Given information:
========================================

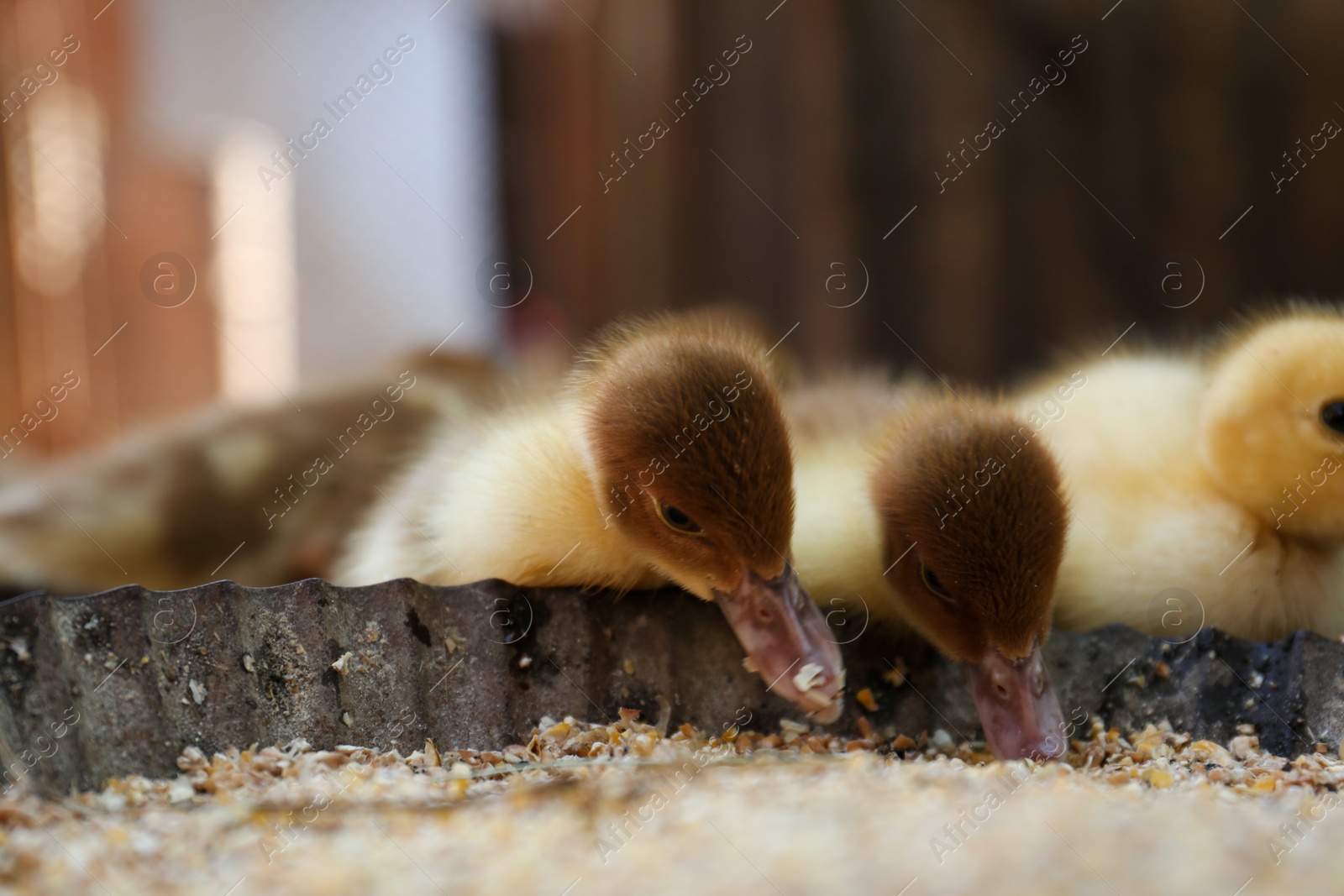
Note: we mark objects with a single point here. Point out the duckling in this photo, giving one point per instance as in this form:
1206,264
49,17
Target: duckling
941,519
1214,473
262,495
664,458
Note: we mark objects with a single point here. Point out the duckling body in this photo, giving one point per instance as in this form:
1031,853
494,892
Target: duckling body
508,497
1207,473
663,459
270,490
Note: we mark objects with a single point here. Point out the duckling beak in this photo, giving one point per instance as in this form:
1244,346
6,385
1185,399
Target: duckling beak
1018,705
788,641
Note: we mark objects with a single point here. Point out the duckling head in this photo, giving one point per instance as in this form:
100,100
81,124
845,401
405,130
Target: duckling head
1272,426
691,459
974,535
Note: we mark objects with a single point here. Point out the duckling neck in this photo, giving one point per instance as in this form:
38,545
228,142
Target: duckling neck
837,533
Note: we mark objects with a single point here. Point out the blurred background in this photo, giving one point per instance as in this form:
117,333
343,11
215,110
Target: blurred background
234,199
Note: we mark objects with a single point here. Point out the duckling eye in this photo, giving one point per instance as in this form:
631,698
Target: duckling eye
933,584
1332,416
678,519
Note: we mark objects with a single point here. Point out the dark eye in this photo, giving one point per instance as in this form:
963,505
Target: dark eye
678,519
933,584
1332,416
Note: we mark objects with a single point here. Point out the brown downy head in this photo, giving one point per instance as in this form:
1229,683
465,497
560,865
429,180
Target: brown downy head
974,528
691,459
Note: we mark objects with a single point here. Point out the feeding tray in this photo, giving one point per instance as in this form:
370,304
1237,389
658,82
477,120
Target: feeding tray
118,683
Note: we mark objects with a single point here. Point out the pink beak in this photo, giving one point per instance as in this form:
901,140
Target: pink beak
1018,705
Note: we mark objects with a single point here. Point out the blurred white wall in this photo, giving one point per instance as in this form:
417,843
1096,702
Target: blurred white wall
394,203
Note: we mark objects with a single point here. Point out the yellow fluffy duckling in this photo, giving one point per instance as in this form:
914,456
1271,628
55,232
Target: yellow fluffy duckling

========================================

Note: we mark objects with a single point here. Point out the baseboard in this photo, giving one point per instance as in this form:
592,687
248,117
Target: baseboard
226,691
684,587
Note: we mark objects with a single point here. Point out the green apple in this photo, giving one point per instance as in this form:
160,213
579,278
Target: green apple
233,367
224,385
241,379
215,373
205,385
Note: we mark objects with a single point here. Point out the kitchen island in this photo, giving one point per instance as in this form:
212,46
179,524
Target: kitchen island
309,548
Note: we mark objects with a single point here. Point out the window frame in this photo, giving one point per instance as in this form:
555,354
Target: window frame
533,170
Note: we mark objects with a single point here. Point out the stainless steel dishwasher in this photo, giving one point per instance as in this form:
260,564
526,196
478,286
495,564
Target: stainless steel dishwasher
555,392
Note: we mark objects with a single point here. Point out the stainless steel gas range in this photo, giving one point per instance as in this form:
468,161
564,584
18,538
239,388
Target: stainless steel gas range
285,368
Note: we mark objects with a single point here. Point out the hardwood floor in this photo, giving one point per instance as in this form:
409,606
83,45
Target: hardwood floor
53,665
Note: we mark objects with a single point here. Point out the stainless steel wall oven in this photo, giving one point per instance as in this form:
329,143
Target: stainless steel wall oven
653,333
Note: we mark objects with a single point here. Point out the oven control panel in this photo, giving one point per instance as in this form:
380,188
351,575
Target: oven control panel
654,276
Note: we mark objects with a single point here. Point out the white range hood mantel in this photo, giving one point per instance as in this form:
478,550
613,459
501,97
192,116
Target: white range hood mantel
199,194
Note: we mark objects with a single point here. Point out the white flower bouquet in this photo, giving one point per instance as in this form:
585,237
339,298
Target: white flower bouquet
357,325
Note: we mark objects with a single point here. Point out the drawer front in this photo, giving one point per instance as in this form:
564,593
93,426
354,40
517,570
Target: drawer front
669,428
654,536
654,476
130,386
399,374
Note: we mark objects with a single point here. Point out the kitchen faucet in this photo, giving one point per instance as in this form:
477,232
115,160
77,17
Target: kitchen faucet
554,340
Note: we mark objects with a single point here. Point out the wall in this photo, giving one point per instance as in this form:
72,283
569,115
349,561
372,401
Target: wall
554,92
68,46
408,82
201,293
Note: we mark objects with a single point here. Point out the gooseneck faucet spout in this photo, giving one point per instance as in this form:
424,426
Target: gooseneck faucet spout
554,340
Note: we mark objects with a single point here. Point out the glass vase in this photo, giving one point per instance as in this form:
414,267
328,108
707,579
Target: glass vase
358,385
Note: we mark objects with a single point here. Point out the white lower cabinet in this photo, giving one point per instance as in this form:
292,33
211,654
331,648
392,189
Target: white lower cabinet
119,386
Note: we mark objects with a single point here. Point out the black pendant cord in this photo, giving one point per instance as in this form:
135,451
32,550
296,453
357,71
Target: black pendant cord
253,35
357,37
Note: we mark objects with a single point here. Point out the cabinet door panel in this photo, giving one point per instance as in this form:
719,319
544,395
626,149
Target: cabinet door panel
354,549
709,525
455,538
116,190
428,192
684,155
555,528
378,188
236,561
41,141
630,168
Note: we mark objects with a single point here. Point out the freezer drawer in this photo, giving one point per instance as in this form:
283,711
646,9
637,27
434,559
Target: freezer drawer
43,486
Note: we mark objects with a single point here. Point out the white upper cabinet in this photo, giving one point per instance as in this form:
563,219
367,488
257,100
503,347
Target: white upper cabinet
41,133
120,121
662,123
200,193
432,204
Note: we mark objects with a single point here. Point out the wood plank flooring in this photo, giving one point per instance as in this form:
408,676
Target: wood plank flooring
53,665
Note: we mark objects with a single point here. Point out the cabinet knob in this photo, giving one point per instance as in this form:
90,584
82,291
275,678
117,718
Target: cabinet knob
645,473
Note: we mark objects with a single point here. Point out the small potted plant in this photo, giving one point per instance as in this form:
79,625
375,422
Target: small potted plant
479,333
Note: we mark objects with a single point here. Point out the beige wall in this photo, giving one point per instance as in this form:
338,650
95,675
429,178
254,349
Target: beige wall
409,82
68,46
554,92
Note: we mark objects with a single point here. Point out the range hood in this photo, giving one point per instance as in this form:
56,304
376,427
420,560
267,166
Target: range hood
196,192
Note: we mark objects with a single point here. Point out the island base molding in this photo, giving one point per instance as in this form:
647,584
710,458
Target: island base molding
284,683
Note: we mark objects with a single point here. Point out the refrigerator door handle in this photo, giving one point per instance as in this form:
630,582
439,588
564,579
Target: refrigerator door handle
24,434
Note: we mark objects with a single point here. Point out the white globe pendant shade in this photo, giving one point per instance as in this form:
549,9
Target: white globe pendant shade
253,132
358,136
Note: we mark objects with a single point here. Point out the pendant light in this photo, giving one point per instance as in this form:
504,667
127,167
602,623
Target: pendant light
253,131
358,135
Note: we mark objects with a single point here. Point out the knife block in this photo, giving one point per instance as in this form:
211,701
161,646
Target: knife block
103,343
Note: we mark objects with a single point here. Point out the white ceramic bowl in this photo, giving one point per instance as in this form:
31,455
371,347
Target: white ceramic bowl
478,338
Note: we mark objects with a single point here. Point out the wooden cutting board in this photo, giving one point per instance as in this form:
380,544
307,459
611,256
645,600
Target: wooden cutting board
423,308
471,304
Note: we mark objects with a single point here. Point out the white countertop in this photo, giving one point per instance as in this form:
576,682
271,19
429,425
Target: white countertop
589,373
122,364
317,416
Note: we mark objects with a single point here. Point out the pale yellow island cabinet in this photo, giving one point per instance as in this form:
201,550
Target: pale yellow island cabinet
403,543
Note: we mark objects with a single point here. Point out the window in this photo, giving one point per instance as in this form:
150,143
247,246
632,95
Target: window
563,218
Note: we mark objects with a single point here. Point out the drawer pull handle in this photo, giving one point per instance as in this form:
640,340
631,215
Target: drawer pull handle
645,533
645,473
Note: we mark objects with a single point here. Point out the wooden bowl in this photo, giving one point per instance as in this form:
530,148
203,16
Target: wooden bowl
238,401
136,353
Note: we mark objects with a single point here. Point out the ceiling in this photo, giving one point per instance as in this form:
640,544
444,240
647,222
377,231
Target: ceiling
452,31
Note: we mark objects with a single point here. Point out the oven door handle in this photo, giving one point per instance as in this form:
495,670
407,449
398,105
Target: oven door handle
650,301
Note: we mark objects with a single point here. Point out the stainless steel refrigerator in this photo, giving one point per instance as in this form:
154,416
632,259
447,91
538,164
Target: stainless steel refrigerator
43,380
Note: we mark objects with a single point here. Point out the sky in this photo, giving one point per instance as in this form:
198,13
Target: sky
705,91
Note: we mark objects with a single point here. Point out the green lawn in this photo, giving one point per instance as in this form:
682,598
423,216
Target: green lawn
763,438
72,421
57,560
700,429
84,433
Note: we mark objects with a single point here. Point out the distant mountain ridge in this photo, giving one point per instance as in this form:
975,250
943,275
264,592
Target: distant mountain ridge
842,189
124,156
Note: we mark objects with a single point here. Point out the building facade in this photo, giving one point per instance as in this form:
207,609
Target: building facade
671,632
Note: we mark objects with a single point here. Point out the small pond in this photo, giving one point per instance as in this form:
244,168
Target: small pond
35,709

========================================

Required work: Work through the entries above line by line, counting each one that includes the word "fluffy", and give the final number only.

Your response: 2